# Task instructions
Only the lines from the one with "Task: put a point on every instance of the black suitcase" through the final line should be given again, exactly as they appear, minus the pictures.

(Stored records)
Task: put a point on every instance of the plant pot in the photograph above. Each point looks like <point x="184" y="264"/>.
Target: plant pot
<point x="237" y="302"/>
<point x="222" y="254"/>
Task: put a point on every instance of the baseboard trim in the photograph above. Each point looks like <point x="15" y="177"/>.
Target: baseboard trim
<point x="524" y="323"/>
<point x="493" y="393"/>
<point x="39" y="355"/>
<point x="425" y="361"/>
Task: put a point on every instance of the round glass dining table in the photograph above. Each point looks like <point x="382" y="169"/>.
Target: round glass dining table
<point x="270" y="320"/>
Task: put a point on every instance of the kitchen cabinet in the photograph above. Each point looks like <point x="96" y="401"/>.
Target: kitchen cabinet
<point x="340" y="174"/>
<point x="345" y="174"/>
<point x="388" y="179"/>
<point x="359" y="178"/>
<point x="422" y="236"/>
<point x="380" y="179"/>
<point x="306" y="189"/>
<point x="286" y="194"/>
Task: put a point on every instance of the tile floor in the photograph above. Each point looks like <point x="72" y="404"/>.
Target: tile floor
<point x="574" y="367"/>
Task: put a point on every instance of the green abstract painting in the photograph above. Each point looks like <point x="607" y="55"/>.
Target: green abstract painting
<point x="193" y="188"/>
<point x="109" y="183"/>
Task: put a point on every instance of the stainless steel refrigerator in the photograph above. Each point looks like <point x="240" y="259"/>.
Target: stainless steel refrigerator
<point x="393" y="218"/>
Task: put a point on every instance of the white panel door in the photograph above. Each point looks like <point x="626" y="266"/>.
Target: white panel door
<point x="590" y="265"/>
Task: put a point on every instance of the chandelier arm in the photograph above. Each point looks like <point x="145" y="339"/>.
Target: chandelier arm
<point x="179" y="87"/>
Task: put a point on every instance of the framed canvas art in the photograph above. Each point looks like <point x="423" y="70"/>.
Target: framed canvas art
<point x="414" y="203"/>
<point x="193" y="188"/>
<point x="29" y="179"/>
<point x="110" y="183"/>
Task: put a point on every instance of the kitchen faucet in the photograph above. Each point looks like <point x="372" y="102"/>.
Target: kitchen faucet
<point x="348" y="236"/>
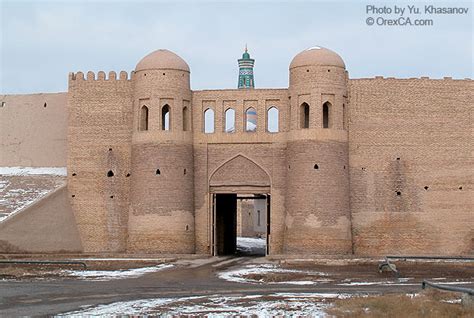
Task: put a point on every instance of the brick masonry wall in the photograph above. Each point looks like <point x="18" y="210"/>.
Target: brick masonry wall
<point x="161" y="214"/>
<point x="412" y="136"/>
<point x="99" y="141"/>
<point x="33" y="130"/>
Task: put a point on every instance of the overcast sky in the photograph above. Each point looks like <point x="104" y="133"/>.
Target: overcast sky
<point x="42" y="41"/>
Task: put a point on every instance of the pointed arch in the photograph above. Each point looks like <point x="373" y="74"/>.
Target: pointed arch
<point x="143" y="125"/>
<point x="185" y="118"/>
<point x="165" y="117"/>
<point x="326" y="114"/>
<point x="239" y="170"/>
<point x="304" y="116"/>
<point x="273" y="119"/>
<point x="251" y="120"/>
<point x="209" y="121"/>
<point x="229" y="120"/>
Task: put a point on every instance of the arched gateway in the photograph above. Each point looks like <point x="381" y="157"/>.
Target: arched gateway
<point x="236" y="181"/>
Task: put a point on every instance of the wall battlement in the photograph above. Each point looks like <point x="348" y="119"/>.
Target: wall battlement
<point x="422" y="78"/>
<point x="101" y="76"/>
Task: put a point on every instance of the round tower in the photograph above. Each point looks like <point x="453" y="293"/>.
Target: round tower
<point x="161" y="214"/>
<point x="318" y="214"/>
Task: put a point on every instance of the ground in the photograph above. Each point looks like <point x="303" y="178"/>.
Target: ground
<point x="229" y="286"/>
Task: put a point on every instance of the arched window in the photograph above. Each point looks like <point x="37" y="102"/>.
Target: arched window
<point x="326" y="118"/>
<point x="229" y="120"/>
<point x="165" y="117"/>
<point x="185" y="118"/>
<point x="209" y="121"/>
<point x="304" y="115"/>
<point x="143" y="118"/>
<point x="272" y="119"/>
<point x="251" y="120"/>
<point x="344" y="124"/>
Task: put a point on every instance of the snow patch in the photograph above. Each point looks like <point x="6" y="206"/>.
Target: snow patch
<point x="238" y="275"/>
<point x="111" y="275"/>
<point x="22" y="171"/>
<point x="280" y="304"/>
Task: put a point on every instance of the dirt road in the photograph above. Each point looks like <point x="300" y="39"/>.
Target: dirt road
<point x="198" y="277"/>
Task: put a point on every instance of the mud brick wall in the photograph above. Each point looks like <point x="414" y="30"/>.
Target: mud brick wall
<point x="411" y="176"/>
<point x="99" y="150"/>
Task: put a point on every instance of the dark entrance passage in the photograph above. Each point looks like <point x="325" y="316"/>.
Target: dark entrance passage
<point x="241" y="224"/>
<point x="226" y="224"/>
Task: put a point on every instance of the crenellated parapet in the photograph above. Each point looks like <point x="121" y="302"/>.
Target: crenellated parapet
<point x="414" y="79"/>
<point x="101" y="76"/>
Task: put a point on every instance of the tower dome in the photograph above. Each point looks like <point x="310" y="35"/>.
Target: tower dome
<point x="161" y="60"/>
<point x="317" y="56"/>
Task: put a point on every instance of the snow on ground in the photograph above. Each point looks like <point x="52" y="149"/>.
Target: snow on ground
<point x="238" y="275"/>
<point x="19" y="189"/>
<point x="22" y="171"/>
<point x="117" y="274"/>
<point x="279" y="304"/>
<point x="251" y="245"/>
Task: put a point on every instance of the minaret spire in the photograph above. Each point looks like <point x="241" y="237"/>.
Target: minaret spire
<point x="246" y="79"/>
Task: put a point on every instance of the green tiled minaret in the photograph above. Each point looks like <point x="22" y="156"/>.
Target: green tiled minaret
<point x="246" y="71"/>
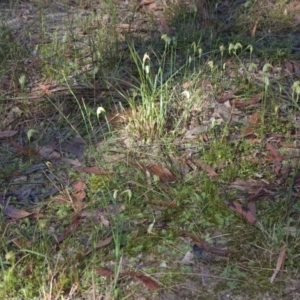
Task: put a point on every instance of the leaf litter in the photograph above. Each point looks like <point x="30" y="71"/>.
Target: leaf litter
<point x="55" y="179"/>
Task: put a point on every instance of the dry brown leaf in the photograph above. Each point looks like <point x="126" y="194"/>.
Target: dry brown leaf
<point x="253" y="31"/>
<point x="105" y="272"/>
<point x="253" y="119"/>
<point x="288" y="67"/>
<point x="226" y="96"/>
<point x="16" y="213"/>
<point x="25" y="150"/>
<point x="250" y="185"/>
<point x="253" y="100"/>
<point x="242" y="210"/>
<point x="280" y="263"/>
<point x="147" y="281"/>
<point x="7" y="133"/>
<point x="100" y="244"/>
<point x="163" y="173"/>
<point x="276" y="157"/>
<point x="205" y="167"/>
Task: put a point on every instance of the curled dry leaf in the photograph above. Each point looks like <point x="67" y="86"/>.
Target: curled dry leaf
<point x="226" y="96"/>
<point x="253" y="100"/>
<point x="162" y="173"/>
<point x="205" y="167"/>
<point x="246" y="213"/>
<point x="280" y="263"/>
<point x="16" y="213"/>
<point x="147" y="281"/>
<point x="276" y="157"/>
<point x="253" y="119"/>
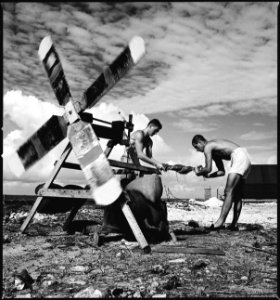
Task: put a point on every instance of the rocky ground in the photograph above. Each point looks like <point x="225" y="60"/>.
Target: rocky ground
<point x="67" y="266"/>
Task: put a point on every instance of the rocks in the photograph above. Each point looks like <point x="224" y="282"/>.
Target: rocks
<point x="172" y="283"/>
<point x="199" y="264"/>
<point x="159" y="269"/>
<point x="80" y="269"/>
<point x="6" y="239"/>
<point x="89" y="292"/>
<point x="176" y="261"/>
<point x="23" y="280"/>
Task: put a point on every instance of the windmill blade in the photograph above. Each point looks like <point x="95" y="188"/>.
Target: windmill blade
<point x="128" y="58"/>
<point x="38" y="145"/>
<point x="50" y="59"/>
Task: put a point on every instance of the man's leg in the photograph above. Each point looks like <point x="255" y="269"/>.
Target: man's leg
<point x="230" y="189"/>
<point x="237" y="204"/>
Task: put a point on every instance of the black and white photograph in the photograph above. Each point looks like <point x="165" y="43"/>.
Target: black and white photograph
<point x="139" y="149"/>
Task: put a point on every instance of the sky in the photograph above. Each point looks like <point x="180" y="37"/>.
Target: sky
<point x="210" y="68"/>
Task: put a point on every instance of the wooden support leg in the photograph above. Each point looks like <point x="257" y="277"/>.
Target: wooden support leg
<point x="71" y="216"/>
<point x="56" y="170"/>
<point x="134" y="225"/>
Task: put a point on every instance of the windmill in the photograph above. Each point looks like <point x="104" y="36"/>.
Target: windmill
<point x="104" y="186"/>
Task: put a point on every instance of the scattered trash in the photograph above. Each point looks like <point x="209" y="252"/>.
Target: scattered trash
<point x="23" y="280"/>
<point x="256" y="244"/>
<point x="48" y="280"/>
<point x="199" y="265"/>
<point x="18" y="216"/>
<point x="137" y="294"/>
<point x="121" y="254"/>
<point x="6" y="239"/>
<point x="178" y="260"/>
<point x="193" y="223"/>
<point x="80" y="269"/>
<point x="159" y="269"/>
<point x="117" y="292"/>
<point x="23" y="296"/>
<point x="172" y="283"/>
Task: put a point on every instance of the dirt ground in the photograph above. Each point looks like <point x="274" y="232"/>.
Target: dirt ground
<point x="67" y="266"/>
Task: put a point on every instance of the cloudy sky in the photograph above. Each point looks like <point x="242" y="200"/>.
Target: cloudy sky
<point x="209" y="68"/>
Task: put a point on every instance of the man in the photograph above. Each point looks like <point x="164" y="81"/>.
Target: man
<point x="218" y="150"/>
<point x="140" y="140"/>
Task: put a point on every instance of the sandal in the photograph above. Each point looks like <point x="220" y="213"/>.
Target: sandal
<point x="233" y="228"/>
<point x="212" y="228"/>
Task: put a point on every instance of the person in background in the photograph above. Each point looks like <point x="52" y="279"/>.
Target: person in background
<point x="218" y="150"/>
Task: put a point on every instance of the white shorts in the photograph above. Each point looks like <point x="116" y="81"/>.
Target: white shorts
<point x="240" y="162"/>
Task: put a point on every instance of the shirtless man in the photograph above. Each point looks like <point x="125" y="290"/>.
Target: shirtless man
<point x="218" y="150"/>
<point x="139" y="141"/>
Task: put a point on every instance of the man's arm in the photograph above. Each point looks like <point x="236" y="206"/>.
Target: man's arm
<point x="221" y="169"/>
<point x="139" y="146"/>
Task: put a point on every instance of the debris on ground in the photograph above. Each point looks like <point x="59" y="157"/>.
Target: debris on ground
<point x="63" y="265"/>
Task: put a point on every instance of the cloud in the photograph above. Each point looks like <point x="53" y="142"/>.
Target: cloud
<point x="196" y="53"/>
<point x="195" y="126"/>
<point x="258" y="135"/>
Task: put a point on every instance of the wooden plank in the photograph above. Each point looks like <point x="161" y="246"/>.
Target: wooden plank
<point x="50" y="134"/>
<point x="119" y="164"/>
<point x="171" y="249"/>
<point x="128" y="58"/>
<point x="66" y="193"/>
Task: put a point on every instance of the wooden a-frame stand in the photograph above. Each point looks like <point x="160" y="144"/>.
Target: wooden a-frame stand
<point x="47" y="191"/>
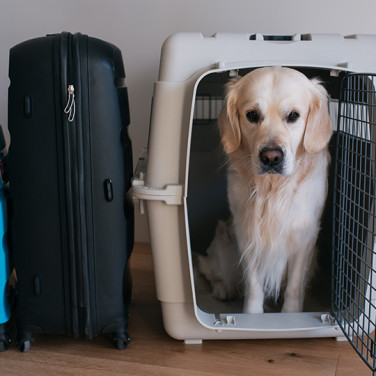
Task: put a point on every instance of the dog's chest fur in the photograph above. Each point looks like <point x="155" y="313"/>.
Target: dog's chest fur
<point x="273" y="214"/>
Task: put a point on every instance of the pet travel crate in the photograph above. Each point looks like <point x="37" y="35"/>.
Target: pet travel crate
<point x="181" y="182"/>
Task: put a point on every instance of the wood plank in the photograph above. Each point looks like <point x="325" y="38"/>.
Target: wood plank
<point x="153" y="352"/>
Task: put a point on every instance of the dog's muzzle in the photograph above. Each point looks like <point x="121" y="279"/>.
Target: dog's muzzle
<point x="271" y="159"/>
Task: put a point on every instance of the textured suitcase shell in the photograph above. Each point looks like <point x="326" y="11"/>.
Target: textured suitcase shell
<point x="72" y="226"/>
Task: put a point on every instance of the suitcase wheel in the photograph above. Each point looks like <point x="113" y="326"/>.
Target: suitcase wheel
<point x="121" y="340"/>
<point x="24" y="346"/>
<point x="24" y="342"/>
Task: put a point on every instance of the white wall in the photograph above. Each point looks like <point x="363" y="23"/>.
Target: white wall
<point x="139" y="28"/>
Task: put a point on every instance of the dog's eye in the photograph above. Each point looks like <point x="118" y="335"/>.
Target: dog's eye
<point x="253" y="116"/>
<point x="292" y="117"/>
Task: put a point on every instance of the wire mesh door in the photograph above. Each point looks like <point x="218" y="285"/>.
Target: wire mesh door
<point x="354" y="256"/>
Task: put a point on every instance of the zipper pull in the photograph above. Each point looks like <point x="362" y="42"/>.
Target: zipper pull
<point x="70" y="108"/>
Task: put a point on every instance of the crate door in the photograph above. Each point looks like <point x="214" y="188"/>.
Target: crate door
<point x="354" y="258"/>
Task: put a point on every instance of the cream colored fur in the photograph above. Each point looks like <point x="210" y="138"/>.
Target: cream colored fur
<point x="275" y="213"/>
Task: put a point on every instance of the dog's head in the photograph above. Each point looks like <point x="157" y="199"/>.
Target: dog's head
<point x="272" y="116"/>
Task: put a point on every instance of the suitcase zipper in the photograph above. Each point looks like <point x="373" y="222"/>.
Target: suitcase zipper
<point x="70" y="108"/>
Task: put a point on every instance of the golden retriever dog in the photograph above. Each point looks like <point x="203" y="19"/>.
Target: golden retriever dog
<point x="275" y="128"/>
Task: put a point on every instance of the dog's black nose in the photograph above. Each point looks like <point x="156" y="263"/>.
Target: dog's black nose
<point x="271" y="156"/>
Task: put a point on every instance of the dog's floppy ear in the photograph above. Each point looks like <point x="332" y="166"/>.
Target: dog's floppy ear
<point x="319" y="127"/>
<point x="228" y="120"/>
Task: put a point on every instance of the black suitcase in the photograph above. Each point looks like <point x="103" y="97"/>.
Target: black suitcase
<point x="70" y="166"/>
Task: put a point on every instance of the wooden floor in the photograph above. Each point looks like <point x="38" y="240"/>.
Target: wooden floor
<point x="152" y="352"/>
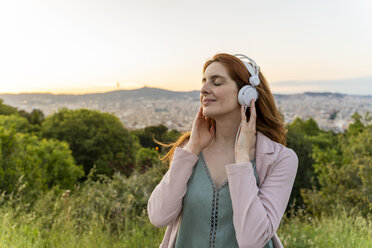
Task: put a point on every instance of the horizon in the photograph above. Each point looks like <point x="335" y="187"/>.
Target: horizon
<point x="59" y="47"/>
<point x="159" y="88"/>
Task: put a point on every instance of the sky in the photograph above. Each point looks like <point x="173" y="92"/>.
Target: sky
<point x="85" y="46"/>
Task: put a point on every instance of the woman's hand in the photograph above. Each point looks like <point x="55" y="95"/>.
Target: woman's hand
<point x="247" y="134"/>
<point x="202" y="133"/>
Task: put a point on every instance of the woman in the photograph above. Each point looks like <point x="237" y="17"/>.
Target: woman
<point x="230" y="178"/>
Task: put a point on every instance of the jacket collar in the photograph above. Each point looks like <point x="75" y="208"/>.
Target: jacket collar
<point x="264" y="144"/>
<point x="265" y="155"/>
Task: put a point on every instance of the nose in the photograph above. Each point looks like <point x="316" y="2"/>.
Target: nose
<point x="204" y="89"/>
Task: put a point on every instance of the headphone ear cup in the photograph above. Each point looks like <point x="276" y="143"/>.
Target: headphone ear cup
<point x="254" y="80"/>
<point x="246" y="94"/>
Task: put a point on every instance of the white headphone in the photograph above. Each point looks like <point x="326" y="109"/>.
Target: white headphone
<point x="247" y="92"/>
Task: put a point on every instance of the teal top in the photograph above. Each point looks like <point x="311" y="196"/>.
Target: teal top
<point x="207" y="214"/>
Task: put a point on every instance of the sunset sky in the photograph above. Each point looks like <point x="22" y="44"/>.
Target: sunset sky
<point x="81" y="46"/>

# Answer
Task: put a point on every instance of the black suitcase in the photograph above. Each point looks like <point x="103" y="97"/>.
Target: black suitcase
<point x="70" y="166"/>
Task: put a point on every instance of the wooden floor in the photograph above. Each point looks like <point x="38" y="240"/>.
Target: wooden floor
<point x="152" y="352"/>
Task: put a point on every instance of the horizon in the photograph above. Each point looks like <point x="335" y="187"/>.
Target: horizon
<point x="59" y="47"/>
<point x="159" y="88"/>
Task: put a point on every instance of the sky in the photograph above. Each point looks like <point x="173" y="92"/>.
Target: sky
<point x="85" y="46"/>
Task: put a point on every instance of the woman's hand in the photograph above. Each point looks like <point x="55" y="95"/>.
Target: woman's hand
<point x="247" y="134"/>
<point x="202" y="133"/>
Task: put a point on every instance of the woman in the photograph above. Each point looks like <point x="237" y="17"/>.
Target: woman
<point x="230" y="178"/>
Task: put a point on every instance of the jacket collar in the photograph above. Each point looks like <point x="75" y="208"/>.
Target: jacket collar
<point x="264" y="144"/>
<point x="265" y="155"/>
Task: put a point on every instance of the nose in the photograph above. Each point looks like <point x="316" y="2"/>.
Target: nose
<point x="204" y="89"/>
Task: put a point on every instance of the headphone ear cup in the photograph above. Each point looks like <point x="276" y="143"/>.
Target: headphone ear cup
<point x="254" y="80"/>
<point x="246" y="94"/>
Task: put a point on every instance of the white headphone in the photograph above. Each point looks like <point x="326" y="109"/>.
Target: white headphone
<point x="247" y="92"/>
Task: put a point on every instance of the teal top in the photograph above. Each point looks like <point x="311" y="196"/>.
Target: teal top
<point x="207" y="214"/>
Task: put a point on every instance of the sunset sky in the photograph above. Each point looks like <point x="22" y="44"/>.
Target: sunset sky
<point x="81" y="46"/>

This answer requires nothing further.